(Passage)
June 7, 2012
Fetal Genome Mapped Through Maternal-Paternal DNA
Scientists have successfully sequenced the genome of a fetus after taking a blood sample from a woman who was 18 weeks pregnant, and a swab of saliva from the father -- a move that could play a significant role in the screening of rare disorders before the child is even born.
The research, published in the journal Science Translational Medicine, is not the first study to have shown a fetal genome can be glimpsed with a sample of the mother´s blood, but does offer a more accurate picture of the fetal composition by combining DNA from both mother and father.
Scientists have long known that a pregnant woman´s blood plasma contains cell-free DNA from her developing fetus. While concentration varies among individuals, about 10 percent of the cell-free DNA in their blood plasma come from the fetus. This phenomenon has prompted other research labs to design blood tests to look for flaws in the genetic makeup. These types of tests are considered to be a safer substitute for the more invasive sampling of fluid from the uterus, which is a common procedure in obstetrics.
The latest study, led by Dr. Jay Shendure, associate professor of genome sciences at the University of Washington, and research assistants Jacob Kitzman and Matthew Snyder, shows promise for a screening method that could enable doctors to screen for as many as 3,500 genetic disorders before the birth of the child. Currently, the only genetic disorder routinely tested for is Down´s Syndrome.
However, Shendure and colleagues warned that being able to test for literally thousands of genetic disorders raises “many ethical questions” because unwanted results may lead to abortion.
Josephine Quintavalle, founder of the Pro-Life Alliance told the Telegraph: “One always hopes, vainly, that in utero testing will be for the benefit of the unborn child. But, whilst this new test may not itself be invasive, given our past track record, it is difficult to imagine that this new test will not lead to more abortions.”
Shendure cautioned that more study is needed to fully harness the capability of the science before it can be offered to the general public. “Although the non-invasive prediction of a fetal genome is now technically feasible, its interpretation -- even for single-gene Mendelian disorders -- will remain an enormous challenge.”
Yet, the study results remain significant.
(End Passage)
(Source data)
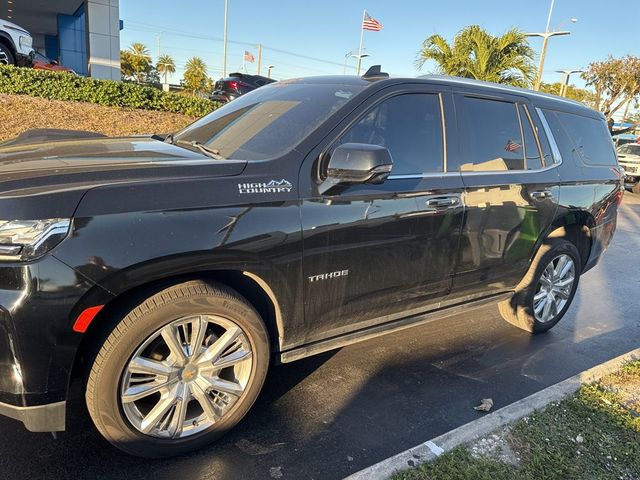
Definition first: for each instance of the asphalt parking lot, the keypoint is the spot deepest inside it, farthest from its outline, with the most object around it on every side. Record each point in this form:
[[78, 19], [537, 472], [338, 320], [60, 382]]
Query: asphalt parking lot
[[331, 415]]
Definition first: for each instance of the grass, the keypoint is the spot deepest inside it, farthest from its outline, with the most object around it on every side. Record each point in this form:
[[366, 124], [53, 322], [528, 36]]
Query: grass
[[21, 112], [593, 435]]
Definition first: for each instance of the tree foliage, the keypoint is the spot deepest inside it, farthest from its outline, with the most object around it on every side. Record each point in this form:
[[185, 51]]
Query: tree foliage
[[166, 66], [616, 81], [475, 53], [135, 63], [196, 80]]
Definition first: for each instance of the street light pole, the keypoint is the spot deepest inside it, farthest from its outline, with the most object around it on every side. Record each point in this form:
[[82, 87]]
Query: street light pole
[[546, 35], [565, 80], [224, 48]]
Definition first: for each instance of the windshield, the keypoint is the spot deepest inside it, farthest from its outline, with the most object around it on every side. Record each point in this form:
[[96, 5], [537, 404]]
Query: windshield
[[267, 122], [630, 149]]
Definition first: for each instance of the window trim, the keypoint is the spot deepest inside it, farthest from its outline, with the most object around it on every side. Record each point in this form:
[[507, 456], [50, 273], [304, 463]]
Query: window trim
[[361, 115]]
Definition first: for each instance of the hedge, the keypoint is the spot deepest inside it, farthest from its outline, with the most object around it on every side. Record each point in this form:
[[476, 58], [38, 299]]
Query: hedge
[[66, 86]]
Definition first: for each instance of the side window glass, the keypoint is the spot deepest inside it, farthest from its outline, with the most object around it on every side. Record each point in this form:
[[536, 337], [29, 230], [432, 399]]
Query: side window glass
[[565, 146], [491, 136], [591, 138], [531, 146], [410, 126]]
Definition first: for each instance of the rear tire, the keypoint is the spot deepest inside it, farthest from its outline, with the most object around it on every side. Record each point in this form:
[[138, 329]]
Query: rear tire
[[196, 341], [532, 306], [6, 56]]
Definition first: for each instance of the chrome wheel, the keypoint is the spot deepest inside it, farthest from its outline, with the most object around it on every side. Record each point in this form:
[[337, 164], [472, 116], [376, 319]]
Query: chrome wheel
[[186, 376], [554, 288]]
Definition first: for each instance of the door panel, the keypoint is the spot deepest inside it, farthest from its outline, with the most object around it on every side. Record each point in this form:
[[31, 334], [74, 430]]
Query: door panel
[[508, 207], [374, 253]]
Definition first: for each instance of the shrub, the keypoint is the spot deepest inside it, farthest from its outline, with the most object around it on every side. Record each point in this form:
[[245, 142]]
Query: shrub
[[66, 86]]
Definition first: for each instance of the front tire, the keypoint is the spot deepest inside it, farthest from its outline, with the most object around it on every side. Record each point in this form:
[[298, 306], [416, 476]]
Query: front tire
[[6, 56], [178, 371], [547, 290]]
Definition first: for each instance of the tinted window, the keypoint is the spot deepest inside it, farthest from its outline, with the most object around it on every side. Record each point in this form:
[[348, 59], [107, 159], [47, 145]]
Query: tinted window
[[491, 136], [268, 121], [531, 146], [410, 126], [630, 149], [591, 138]]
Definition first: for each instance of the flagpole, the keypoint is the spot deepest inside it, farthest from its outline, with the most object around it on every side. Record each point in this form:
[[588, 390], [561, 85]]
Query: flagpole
[[364, 14], [224, 46]]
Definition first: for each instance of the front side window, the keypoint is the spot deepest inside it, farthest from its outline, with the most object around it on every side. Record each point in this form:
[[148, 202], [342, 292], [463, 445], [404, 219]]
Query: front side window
[[491, 136], [410, 126]]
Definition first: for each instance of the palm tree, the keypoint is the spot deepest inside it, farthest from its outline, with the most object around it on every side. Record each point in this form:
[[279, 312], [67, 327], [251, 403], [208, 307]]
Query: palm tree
[[475, 53], [166, 66], [140, 49], [195, 75]]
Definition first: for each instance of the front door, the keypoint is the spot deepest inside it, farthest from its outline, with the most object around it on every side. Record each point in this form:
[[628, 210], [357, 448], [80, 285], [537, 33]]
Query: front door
[[374, 253]]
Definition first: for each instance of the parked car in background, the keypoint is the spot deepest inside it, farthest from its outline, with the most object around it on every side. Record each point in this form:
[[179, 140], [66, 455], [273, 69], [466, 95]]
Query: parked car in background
[[629, 158], [168, 273], [16, 45], [41, 62], [237, 84]]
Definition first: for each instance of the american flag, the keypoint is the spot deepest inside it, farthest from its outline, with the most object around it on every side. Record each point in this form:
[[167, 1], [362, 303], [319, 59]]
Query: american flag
[[370, 23], [512, 146], [248, 57]]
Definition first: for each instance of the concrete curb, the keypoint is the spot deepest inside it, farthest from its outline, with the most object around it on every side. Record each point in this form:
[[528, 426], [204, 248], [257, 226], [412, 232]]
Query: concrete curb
[[472, 431]]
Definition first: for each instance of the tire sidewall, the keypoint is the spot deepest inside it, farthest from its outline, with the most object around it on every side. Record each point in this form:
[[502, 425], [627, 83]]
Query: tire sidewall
[[555, 249], [10, 56], [112, 421]]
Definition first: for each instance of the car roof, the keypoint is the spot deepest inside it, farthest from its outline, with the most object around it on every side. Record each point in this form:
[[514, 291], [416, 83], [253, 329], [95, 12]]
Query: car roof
[[543, 99]]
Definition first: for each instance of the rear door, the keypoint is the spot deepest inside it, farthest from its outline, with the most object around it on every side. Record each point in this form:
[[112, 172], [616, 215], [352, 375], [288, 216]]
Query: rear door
[[511, 190], [374, 253]]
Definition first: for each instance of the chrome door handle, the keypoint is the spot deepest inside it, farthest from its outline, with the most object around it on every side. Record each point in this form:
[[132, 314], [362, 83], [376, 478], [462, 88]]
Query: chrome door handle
[[443, 202], [540, 194]]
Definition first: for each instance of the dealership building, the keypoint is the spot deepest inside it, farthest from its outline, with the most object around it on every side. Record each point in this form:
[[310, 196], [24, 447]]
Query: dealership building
[[81, 34]]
(End Source data)
**Tasks:**
a – Reproduce the fetal genome article word for word, starting at "However, Shendure and" and ending at "lead to abortion.".
b – According to the fetal genome article, about what share of the cell-free DNA in a pregnant woman's blood plasma comes from the fetus?
You can set the listing aside; nothing here depends on it.

**Results:**
a –
However, Shendure and colleagues warned that being able to test for literally thousands of genetic disorders raises “many ethical questions” because unwanted results may lead to abortion.

b – About 10 percent.